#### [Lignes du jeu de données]

╔══

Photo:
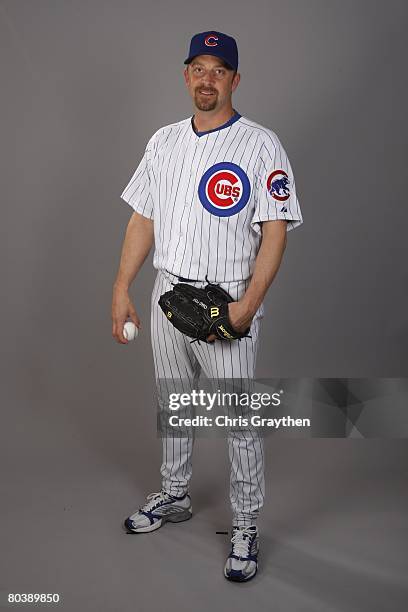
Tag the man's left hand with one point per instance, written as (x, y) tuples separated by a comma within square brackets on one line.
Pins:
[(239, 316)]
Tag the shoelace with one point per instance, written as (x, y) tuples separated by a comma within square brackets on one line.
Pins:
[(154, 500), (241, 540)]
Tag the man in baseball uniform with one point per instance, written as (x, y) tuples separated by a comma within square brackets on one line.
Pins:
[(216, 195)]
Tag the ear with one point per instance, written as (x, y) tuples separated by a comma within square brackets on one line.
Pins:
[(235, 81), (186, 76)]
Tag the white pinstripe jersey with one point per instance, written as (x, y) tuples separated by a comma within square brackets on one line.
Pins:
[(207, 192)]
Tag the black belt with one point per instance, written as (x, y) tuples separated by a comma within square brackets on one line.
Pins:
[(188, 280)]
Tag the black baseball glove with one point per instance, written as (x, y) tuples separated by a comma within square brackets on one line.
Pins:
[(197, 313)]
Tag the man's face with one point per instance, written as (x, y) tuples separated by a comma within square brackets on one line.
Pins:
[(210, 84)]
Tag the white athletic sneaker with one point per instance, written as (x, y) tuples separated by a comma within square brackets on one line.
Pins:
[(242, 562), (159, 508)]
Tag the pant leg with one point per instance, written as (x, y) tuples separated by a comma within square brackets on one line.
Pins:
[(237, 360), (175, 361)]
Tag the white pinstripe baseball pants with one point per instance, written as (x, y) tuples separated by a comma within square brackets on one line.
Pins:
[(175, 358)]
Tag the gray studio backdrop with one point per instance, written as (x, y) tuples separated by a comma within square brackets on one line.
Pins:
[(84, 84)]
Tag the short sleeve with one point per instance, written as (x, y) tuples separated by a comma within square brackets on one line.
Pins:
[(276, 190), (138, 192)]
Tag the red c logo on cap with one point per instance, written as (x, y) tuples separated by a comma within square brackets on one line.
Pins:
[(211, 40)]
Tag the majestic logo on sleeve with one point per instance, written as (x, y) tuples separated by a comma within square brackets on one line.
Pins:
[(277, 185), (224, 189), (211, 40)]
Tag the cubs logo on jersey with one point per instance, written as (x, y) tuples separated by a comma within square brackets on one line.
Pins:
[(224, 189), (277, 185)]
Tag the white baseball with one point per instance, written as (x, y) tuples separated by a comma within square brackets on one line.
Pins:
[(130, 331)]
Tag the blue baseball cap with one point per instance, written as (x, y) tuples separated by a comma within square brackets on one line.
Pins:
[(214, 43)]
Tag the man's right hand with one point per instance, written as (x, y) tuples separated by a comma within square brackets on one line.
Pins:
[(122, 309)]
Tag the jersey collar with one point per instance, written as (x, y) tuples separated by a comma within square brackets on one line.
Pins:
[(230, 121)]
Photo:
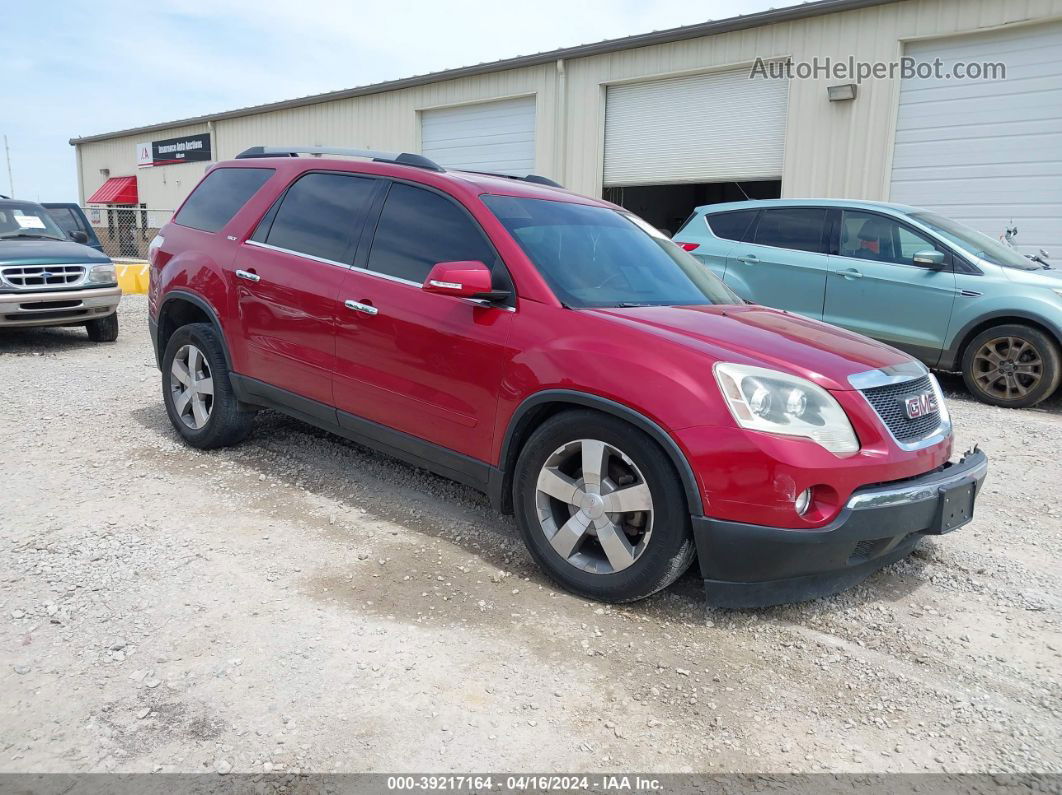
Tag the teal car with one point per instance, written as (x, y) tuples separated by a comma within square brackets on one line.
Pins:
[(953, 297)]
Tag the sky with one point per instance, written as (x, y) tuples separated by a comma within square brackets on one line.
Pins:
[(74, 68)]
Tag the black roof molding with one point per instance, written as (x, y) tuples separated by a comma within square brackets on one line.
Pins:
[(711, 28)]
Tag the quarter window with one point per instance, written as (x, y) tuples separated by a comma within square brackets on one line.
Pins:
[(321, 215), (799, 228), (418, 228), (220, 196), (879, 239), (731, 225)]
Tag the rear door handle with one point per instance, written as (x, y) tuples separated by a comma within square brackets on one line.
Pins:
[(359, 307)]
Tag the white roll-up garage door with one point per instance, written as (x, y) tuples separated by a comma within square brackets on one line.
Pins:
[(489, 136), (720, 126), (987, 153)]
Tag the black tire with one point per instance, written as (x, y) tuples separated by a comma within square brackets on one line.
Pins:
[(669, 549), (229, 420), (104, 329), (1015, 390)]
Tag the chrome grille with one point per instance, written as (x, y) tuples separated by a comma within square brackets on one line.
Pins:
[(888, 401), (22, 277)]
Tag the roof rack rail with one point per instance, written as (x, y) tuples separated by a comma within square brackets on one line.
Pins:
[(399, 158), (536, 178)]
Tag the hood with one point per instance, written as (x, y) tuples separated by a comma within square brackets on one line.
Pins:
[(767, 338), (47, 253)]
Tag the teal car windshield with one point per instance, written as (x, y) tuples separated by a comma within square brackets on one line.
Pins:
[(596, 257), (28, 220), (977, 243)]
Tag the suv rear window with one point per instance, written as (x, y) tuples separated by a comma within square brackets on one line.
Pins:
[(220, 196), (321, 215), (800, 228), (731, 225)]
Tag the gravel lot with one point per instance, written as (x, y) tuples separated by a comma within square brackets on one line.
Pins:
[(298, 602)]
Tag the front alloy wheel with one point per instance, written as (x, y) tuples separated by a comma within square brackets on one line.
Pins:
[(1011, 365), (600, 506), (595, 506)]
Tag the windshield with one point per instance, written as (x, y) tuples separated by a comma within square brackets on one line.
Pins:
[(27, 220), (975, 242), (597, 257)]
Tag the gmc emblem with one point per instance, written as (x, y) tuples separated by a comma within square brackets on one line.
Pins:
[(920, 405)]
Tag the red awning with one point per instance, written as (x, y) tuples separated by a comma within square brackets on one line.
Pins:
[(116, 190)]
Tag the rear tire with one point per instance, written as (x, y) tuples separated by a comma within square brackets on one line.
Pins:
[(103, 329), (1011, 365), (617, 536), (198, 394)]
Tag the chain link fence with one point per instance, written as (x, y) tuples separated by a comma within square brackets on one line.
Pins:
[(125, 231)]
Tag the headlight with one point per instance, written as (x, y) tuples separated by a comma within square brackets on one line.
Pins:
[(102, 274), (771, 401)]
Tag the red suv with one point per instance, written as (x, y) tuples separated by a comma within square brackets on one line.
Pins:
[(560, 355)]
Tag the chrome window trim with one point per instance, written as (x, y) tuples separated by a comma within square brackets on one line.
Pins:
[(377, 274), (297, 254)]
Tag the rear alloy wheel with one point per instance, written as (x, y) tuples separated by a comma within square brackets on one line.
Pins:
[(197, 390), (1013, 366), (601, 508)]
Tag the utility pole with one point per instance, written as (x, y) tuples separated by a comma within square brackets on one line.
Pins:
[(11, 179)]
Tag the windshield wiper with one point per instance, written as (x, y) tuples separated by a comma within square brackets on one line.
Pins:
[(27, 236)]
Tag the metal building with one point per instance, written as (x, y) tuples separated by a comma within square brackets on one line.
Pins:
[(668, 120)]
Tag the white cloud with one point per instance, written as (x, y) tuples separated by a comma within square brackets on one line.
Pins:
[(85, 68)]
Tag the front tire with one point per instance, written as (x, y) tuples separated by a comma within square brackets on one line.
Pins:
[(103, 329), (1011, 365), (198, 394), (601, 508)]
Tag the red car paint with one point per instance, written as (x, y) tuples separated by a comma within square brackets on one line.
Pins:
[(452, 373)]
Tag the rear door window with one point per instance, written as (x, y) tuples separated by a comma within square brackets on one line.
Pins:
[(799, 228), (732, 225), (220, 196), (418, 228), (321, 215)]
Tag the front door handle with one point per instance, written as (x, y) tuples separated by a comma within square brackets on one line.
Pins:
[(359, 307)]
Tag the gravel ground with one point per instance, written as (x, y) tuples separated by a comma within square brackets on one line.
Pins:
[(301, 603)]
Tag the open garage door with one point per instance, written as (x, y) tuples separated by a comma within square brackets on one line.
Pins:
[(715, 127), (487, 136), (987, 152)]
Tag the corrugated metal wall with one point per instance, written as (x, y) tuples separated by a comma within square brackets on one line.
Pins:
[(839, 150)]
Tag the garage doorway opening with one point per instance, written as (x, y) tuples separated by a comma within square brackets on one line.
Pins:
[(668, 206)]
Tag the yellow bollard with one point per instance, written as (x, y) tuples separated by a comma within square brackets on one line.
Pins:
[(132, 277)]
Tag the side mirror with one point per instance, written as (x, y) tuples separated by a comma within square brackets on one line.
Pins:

╚══

#### [PROBLÈME À TRAITER]
Recopiez à l'identique la partie qui commence à la ligne contenant "Tag the suv" et se termine à la ligne contenant "[(125, 231)]", ces deux lignes comprises.

#### [RÉSULTAT]
Tag the suv rear window with one point per instance, written as (x, y) tuples separated by a comma within square brackets on one line.
Pins:
[(220, 196), (321, 215), (800, 228), (731, 225)]
Tag the gravel lot with one point per instance, written as (x, y) tuples separated by a comma within square brackets on one line.
Pins:
[(298, 602)]
Tag the front alloy wheel with one point per instance, written as (x, y) tuples separated by a comma within square brackets on one line.
Pins:
[(1011, 365), (600, 506), (595, 506)]
Tag the windshield with one point per instance, written as (x, y) tuples separated by a comma within square brackets on one line.
Pins:
[(27, 220), (975, 242), (597, 257)]
Tag the gmc emblem with one point per instance, written as (x, y) tuples separated by a comma within square brackets on one line.
Pins:
[(920, 405)]
Tag the red awning with one point per instance, written as (x, y) tuples separated by a comma within square brackets on one line.
Pins:
[(116, 190)]
Tag the rear tire with one point per instance, written as (x, y) tuples separated by a comma within square brackets on one line.
Pins:
[(103, 329), (1011, 365), (617, 536), (198, 394)]
Tag the chain link fence with one point per instance, written as (x, y) tuples separated by a comma within square brackets on one line.
Pins:
[(125, 231)]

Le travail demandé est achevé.